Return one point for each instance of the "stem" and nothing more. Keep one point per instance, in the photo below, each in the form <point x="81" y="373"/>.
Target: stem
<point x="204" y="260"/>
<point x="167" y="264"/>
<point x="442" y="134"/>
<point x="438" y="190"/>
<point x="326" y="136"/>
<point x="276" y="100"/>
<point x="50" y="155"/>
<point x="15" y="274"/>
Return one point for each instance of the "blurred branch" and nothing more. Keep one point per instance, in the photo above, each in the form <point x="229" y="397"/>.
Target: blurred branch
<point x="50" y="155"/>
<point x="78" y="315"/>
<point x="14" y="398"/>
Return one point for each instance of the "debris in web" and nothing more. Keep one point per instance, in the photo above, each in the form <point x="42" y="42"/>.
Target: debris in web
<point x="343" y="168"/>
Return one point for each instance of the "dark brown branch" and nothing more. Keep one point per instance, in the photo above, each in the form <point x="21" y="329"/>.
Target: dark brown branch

————————

WORK REQUIRED: Using the data above, print every record exactly as shown.

FULL OUTPUT:
Return one point for each instance of the "stem" and nothing more. Keep one point per instance, in the photo below, each in the form <point x="81" y="373"/>.
Target: stem
<point x="204" y="260"/>
<point x="167" y="264"/>
<point x="442" y="134"/>
<point x="438" y="190"/>
<point x="326" y="136"/>
<point x="276" y="100"/>
<point x="50" y="155"/>
<point x="15" y="274"/>
Return one point for each instance of the "blurred branch" and nothing more. Keep one point per instance, in the photo above, each in the form <point x="229" y="397"/>.
Target: blurred branch
<point x="50" y="155"/>
<point x="78" y="315"/>
<point x="14" y="398"/>
Return one point for each instance of the "debris in web" and nothing more. Keep one point per instance, in the photo above, each in the form <point x="42" y="42"/>.
Target: debris in web
<point x="343" y="168"/>
Return one point for each instance of the "dark brown branch" and nothing more. Keep one point per instance, in the photo above, each in the form <point x="21" y="329"/>.
Target: dark brown branch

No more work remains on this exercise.